### Page excerpt
For freshman Jasmine Ponce de Leon, this presidential election is a big deal. Not only will it be her first time voting, but her father’s as well.
Ponce de Leon, who lives on campus, originally planned on making the six-hour trek home to Carson, Calif. to vote because she was confused about where she could vote in San Francisco.
Now she doesn’t have to.
For the first time in three years, SF State will have a polling place on site so students who live on campus, like Ponce de Leon, can cast their ballots without having to go out of their way.
“That makes life so much easier,” Ponce de Leon said.
This would have been the first presidential election without a polling place at the University, according to Paul Murre, president of California College Democrats.
The San Francisco Department of Elections originally decided to move the polling place to Temple Baptist Church on 19th Avenue because the department had problems finding a reliable campus location in the past, the department’s spokesman Evan Kirk said.
“We inform voters of their polling place location about a month before Election Day, and while some cancellations or relocations are unavoidable, our past experience included elections where SF State staff attempted to switch locations on the day before the election without any prior notice to the department,” Kirk said.

### What to produce
For each statement below, decide whether it agrees with the article about the SF State polling place, answering yes or no and quoting the words from the article that settle it.
1. Ponce de Leon's father will also be voting for the first time in this election.
2. SF State has had an on-site polling place in each of the past three years.
3. The San Francisco Department of Elections first decided to move the polling place to Temple Baptist Church on 19th Avenue.

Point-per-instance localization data
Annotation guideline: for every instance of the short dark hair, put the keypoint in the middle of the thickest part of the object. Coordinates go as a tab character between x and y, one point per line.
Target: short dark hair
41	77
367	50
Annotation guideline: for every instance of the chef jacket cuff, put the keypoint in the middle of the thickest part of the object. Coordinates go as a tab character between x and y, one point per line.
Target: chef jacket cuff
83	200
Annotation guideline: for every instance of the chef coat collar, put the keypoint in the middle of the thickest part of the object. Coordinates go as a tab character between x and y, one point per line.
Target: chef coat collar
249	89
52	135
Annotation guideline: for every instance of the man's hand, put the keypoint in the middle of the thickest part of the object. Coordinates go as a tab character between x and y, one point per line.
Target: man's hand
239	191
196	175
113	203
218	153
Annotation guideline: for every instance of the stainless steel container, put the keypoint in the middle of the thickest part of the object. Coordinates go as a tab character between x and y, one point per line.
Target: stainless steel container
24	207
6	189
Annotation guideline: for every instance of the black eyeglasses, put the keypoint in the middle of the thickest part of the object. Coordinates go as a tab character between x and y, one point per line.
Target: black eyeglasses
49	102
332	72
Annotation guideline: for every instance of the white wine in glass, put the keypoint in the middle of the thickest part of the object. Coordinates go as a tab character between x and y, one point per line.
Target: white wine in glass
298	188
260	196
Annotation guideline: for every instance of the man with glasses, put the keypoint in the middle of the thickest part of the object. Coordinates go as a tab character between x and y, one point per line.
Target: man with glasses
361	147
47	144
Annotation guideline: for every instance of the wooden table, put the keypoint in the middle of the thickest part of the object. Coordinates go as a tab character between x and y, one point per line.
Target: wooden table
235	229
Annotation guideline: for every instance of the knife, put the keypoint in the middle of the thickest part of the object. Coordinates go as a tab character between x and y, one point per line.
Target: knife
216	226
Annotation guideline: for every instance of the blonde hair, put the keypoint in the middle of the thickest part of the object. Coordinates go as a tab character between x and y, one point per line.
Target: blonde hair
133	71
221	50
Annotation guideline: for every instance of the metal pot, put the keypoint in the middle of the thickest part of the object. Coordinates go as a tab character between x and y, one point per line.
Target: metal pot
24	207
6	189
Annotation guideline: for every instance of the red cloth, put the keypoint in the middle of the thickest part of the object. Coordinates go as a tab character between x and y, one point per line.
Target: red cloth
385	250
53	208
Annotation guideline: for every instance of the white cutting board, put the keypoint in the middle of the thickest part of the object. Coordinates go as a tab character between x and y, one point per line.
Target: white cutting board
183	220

### Your response
1. Yes: "Not only will it be her first time voting, but her father’s as well."
2. No: "For the first time in three years, SF State will have a polling place on site"
3. Yes: "The San Francisco Department of Elections originally decided to move the polling place to Temple Baptist Church on 19th Avenue"